• What the exercise asks
Please collect every line below that contains the word "white".

┄┄┄┄┄┄┄┄┄┄┄┄┄┄┄┄┄┄┄┄

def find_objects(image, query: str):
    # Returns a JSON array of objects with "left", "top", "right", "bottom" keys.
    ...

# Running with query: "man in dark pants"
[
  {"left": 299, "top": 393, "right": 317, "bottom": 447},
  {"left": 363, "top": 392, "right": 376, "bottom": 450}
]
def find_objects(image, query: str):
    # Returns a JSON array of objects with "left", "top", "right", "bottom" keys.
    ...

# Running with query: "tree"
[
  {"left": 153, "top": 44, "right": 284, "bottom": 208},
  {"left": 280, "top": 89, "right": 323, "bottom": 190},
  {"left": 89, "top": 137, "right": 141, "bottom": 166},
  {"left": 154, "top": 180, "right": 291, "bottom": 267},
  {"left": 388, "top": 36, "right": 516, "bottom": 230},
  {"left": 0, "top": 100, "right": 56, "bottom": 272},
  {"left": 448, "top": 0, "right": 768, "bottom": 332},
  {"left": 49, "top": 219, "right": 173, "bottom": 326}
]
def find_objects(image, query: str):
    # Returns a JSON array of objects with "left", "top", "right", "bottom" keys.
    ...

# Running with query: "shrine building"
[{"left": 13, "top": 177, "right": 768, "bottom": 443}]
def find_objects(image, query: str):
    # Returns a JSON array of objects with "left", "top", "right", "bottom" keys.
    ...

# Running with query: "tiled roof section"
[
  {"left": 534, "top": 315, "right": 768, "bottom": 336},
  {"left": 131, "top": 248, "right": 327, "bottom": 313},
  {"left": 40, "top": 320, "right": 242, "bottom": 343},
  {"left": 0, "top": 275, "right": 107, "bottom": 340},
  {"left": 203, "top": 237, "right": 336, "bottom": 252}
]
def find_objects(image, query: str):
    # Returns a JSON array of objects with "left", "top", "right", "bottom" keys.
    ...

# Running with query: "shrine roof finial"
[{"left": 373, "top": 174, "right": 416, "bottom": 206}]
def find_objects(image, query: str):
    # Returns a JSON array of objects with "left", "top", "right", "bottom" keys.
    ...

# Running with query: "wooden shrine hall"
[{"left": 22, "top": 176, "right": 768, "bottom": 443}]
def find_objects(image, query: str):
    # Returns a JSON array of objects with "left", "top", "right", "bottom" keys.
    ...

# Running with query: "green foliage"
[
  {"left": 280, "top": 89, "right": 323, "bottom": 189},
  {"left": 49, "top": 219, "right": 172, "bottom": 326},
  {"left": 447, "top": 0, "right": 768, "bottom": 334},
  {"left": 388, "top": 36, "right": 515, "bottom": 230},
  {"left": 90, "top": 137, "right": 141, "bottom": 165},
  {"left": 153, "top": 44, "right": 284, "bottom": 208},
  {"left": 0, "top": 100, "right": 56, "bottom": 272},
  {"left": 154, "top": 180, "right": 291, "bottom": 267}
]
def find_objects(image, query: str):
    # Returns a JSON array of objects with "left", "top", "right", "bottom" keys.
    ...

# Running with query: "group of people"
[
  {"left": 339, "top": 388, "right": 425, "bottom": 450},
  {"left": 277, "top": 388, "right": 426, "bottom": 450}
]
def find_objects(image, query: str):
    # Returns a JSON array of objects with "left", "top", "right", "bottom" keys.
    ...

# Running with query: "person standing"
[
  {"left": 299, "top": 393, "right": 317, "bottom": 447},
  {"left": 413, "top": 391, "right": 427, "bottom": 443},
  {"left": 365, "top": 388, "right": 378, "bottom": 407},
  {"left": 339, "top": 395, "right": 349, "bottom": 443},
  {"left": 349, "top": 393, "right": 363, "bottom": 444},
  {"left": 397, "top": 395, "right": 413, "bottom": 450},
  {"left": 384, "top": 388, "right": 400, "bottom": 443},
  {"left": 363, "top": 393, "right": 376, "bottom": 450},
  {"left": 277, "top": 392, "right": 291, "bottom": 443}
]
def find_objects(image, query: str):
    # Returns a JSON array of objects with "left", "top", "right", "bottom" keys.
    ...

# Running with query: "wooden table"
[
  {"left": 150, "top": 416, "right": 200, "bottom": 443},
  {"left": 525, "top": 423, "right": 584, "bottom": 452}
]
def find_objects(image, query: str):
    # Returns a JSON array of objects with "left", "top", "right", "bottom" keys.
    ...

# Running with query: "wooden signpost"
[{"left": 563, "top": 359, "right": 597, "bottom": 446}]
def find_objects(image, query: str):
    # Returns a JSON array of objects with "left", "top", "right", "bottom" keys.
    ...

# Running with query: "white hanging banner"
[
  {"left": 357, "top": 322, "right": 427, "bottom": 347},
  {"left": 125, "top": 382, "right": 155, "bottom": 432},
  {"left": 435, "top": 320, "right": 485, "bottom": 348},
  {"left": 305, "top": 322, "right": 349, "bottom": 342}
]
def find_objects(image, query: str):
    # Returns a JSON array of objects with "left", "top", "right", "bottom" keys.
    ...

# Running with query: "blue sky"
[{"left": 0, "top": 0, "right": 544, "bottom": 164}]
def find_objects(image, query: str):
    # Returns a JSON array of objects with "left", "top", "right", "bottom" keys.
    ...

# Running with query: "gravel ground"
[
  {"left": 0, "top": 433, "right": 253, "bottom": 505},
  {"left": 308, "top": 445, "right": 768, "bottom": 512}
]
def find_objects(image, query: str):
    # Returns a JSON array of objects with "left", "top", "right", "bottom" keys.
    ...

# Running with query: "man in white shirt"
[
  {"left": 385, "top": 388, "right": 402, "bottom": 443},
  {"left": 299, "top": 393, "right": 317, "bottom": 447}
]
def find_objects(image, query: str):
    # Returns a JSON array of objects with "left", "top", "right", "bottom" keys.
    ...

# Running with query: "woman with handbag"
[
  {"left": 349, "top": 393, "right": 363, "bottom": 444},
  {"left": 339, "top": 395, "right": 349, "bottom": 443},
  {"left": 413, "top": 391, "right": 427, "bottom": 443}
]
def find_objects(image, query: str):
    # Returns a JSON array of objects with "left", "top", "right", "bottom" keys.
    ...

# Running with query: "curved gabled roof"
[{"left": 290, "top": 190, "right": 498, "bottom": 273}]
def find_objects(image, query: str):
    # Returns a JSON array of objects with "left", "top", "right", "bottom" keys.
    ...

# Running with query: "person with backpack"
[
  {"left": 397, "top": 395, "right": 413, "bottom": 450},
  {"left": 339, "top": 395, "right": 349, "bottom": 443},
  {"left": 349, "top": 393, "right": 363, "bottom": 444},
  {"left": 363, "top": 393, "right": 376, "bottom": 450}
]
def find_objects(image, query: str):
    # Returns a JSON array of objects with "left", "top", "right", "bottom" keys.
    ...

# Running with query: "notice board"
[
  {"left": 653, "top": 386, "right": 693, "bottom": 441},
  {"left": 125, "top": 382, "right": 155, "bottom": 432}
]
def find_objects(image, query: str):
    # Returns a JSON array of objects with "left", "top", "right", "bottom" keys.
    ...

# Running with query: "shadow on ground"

┄┄┄┄┄┄┄┄┄┄┄┄┄┄┄┄┄┄┄┄

• Response to the task
# Running with query: "white hanging banner"
# Running with query: "man in white shirt"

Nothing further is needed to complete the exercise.